Bandmitglieder: Nick Trout, Damon und Something J. Wohnhaft in Berlin. Und nach dem Trust-Redaktionsfoto, das ich im Internet gefunden habe, würde ich sagen, wir sind auf jeden Fall jünger…

ist killout trash euer erstes musikalisches unterfangen, oder habt ihr vorher schon in anderen projekten euer unwesen getrieben? und ist es zur zeit eure einzige spielwiese oder gibt es noch beteiligungen an anderen geschichten?
Nick: Gitarrist/Sänger in diversen Bands, am längsten in der Noisecoreband Trout (R.I.P.), hat ständig immer wieder irgendwelche anderen Bands am laufen, sehr umtriebig.

Damon: Kurzzeitig Sängerin bei Trout usw., arbeitet momentan noch an ihrem Abstract Electronic Projekt Keramik, sehr persönliches Zeug.

J: machte früher noch so LoFi-Noise-Loop-Sound (ua für RRRecycled Cassettes) und jetzt noch so nebenbei komische Elektronikeffekthaschereien…

der song auf eurer split single mit melt banana stammt ursprünglich aus der feder Ian Mackaye’s. ist eure version eigentlich mit wissen und genehmigung des guten ian entstanden, oder habt ihr ganz einfach gemacht und dann darauf gebaut, dass er das genau so cool findet wie einige andere auch? habt ihr mal irgend etwas von ihm gehört, wie er euer stück findet?
Ian MacKaye findet das Stück schön. Wir haben ihm vor der Veröffentlichung ein Tape geschickt und ihn gefragt, ob er irgendwelche Probleme damit hat, daß wir seine Lyrics wiederverwenden. Hatte er nicht, solange kein Majorunternehmen (Label/Vertrieb) involviert ist und er ein paar Exemplare für seine Ex-Band Minor Threat und die Leute bei Dischord bekommen kann…

dieser minor threat song ist ja für viele straight edge kiddies und fossile die hymne schlechthin. warum nur werde ich den eindruck nicht los, dass die schöpfer der KOT version alles andere als drogenfrei bei der produktion waren? aber vielleicht tue ich euch ja auch unrecht und ihr seid so „drug free youth – true till death“ typen…
Man darf doch dieses Straight Edge-Ding nicht darauf minimieren, daß man Veganer ist und sich drei XXXe auf den Handrücken kritzelt – das war nie die Aussage!!! Man muß mal sehen, in welcher Zeit diese Philosophie entstanden ist. Damals war die Yuppie-Bewegung im Kommen und wenn man von diesen ganzen hyperaktiven Karrieremaschinen nicht plattgemacht werden wollte, mußte man sich schon selbst stählen, um seinen eigenen Lebensraum für einen persönlich attraktiv gestalten zu können, ohne gleichzeitig der Loser in diesem Vergleich zu sein.

AUFLISTUNG:

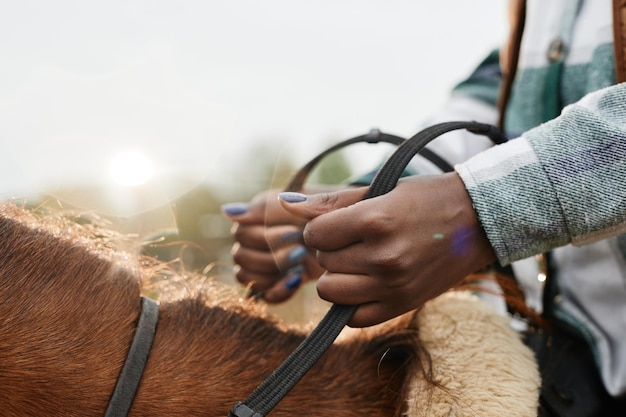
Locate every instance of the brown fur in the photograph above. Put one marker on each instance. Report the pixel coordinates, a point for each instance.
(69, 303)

...

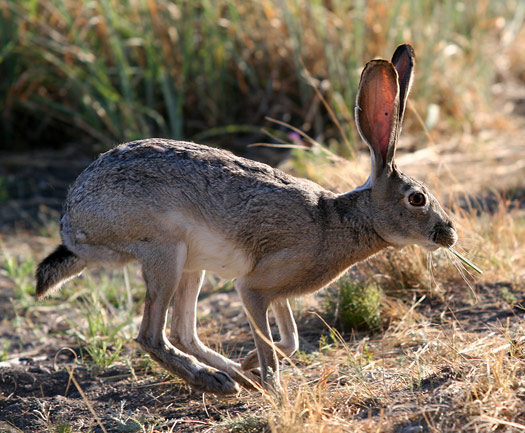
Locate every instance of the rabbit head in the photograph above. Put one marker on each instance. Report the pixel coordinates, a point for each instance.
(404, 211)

DIE AUFGABEN:
(1) Was schickte die Band Ian MacKaye laut dem Interview vor der Veröffentlichung?
(2) Wiederhole wörtlich den Teil des Interviews, der mit „J: machte früher“ beginnt und bis „euer stück findet?“ weitergeht.

LÖSUNGEN:
(1) Ein Tape.

(2)
J: machte früher noch so LoFi-Noise-Loop-Sound (ua für RRRecycled Cassettes) und jetzt noch so nebenbei komische Elektronikeffekthaschereien…

der song auf eurer split single mit melt banana stammt ursprünglich aus der feder Ian Mackaye’s. ist eure version eigentlich mit wissen und genehmigung des guten ian entstanden, oder habt ihr ganz einfach gemacht und dann darauf gebaut, dass er das genau so cool findet wie einige andere auch? habt ihr mal irgend etwas von ihm gehört, wie er euer stück findet?